• How to complete this task
Return verbatim the portion of the material below that starts at the line containing "Where can the grey" and ends at its last line.

• Input data

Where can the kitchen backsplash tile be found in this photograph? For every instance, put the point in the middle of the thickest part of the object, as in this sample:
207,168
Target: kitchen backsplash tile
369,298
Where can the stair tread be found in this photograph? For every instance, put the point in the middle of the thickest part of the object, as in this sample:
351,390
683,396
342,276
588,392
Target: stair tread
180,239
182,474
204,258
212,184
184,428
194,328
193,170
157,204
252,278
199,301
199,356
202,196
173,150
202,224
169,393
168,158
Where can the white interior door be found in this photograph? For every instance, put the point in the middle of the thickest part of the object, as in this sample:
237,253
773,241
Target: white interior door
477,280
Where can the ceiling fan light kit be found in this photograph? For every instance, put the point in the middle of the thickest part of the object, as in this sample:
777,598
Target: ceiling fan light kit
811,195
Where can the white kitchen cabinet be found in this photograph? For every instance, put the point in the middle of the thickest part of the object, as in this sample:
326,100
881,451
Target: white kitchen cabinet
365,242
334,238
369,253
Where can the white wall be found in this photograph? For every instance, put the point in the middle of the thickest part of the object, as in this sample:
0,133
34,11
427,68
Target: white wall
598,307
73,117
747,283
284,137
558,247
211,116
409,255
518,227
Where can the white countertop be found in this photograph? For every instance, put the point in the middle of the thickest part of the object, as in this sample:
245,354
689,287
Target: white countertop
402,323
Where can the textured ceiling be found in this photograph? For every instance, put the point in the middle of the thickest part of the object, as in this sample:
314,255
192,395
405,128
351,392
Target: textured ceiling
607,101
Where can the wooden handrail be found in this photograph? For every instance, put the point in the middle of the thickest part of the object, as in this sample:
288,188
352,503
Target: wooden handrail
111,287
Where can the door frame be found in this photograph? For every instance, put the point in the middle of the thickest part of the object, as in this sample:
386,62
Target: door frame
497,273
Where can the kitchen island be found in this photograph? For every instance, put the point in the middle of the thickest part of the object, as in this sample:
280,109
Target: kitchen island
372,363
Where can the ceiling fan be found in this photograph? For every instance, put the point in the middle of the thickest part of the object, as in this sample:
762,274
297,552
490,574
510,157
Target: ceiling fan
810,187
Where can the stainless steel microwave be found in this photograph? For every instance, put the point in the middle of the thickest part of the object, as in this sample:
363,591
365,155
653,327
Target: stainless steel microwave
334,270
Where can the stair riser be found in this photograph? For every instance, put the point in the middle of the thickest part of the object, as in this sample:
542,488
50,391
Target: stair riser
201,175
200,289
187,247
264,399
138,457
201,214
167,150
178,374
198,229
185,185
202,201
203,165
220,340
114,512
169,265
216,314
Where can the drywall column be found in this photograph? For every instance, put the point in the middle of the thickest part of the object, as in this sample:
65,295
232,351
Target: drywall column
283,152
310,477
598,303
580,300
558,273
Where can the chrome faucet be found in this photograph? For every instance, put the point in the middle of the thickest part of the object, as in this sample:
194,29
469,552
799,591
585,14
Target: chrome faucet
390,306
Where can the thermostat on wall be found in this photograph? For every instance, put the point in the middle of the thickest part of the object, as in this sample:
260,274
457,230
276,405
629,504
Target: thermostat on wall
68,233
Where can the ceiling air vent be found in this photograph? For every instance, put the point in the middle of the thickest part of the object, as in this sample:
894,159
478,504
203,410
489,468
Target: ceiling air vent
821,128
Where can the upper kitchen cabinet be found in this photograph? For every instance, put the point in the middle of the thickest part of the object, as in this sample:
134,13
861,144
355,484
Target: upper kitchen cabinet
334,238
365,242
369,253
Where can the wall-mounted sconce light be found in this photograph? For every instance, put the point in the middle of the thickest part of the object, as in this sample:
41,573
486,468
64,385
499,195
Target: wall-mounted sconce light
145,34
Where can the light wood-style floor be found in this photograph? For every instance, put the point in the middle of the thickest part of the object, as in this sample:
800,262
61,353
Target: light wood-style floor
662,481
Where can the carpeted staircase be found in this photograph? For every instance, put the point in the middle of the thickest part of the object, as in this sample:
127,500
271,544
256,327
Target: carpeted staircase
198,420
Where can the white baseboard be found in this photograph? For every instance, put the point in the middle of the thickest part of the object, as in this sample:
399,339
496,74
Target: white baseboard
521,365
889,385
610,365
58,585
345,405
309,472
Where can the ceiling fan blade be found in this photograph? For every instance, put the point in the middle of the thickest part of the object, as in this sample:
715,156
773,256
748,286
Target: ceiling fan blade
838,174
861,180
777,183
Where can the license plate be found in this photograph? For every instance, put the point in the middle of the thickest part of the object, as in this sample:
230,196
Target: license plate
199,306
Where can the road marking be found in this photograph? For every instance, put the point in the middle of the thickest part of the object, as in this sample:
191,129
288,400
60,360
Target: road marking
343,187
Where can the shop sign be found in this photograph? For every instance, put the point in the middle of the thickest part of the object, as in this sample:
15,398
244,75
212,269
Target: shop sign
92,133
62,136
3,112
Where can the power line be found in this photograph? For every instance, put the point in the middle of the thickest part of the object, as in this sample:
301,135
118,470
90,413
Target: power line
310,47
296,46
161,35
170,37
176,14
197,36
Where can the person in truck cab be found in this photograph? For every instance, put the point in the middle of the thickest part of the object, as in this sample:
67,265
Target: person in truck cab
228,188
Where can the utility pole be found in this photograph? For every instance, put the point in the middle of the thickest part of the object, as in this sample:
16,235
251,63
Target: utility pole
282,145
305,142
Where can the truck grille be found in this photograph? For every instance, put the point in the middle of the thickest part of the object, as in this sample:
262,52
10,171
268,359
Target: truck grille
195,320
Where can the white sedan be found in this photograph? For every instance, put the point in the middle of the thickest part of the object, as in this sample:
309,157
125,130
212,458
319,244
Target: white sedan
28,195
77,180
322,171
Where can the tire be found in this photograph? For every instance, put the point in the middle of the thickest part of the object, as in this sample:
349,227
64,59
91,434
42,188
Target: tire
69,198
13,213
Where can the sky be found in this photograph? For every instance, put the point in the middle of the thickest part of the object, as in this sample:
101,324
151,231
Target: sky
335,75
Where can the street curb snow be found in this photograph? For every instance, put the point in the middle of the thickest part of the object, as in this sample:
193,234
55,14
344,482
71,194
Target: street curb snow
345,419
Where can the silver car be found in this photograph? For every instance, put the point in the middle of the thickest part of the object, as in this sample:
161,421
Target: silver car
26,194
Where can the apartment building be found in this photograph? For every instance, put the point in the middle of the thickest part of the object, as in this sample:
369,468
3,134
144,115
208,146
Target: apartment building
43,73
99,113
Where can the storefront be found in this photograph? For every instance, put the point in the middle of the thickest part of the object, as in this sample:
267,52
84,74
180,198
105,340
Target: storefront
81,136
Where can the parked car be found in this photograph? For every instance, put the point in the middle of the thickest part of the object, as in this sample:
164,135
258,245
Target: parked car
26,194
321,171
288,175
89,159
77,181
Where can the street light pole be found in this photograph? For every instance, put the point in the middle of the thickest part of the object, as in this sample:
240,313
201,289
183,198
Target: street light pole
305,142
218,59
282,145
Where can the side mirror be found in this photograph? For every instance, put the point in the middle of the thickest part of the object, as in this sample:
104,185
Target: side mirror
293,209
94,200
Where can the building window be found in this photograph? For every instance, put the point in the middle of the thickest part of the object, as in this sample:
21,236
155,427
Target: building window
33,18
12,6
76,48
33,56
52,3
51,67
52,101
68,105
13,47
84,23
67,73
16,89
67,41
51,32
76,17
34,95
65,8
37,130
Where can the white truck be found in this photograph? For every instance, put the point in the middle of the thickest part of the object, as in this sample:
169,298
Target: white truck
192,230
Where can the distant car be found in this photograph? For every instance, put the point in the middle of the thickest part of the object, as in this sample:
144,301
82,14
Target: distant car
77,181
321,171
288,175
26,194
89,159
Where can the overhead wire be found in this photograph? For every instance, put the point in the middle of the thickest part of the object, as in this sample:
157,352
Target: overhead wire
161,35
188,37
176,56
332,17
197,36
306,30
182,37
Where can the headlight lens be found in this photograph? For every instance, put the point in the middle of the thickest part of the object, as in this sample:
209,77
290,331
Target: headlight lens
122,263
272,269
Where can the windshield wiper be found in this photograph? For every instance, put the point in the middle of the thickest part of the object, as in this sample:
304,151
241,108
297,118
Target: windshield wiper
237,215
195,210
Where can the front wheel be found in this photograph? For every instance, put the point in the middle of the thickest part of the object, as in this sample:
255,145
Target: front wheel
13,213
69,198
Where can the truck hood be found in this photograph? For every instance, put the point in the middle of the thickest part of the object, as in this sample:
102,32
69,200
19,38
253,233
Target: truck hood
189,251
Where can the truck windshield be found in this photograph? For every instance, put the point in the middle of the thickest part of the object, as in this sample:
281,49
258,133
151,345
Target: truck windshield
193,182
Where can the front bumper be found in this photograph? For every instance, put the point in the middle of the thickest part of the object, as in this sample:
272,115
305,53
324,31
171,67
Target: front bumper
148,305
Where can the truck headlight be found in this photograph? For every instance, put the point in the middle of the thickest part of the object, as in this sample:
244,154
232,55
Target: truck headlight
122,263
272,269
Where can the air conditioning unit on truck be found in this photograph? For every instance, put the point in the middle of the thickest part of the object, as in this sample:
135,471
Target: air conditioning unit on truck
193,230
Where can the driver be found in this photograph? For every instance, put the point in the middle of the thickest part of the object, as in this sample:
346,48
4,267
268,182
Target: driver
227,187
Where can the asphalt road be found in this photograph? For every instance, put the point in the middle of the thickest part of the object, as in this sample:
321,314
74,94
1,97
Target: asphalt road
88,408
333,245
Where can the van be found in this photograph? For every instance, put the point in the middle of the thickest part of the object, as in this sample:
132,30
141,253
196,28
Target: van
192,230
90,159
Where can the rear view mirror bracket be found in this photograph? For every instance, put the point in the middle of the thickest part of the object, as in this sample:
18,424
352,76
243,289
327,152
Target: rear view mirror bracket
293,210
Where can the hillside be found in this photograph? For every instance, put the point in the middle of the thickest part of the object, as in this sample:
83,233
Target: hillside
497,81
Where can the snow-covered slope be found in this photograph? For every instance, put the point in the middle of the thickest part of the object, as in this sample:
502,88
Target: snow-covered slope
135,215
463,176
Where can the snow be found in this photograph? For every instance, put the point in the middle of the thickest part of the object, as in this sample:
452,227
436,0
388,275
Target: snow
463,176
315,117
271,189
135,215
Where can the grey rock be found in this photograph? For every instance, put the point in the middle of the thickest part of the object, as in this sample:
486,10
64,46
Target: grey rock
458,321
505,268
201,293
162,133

• Final answer
Where can the grey rock be found in this photograph? For every instance, put the point in the middle of the thickest part of the object, as in this sample:
486,10
64,46
Target: grey rock
458,321
505,268
201,293
162,133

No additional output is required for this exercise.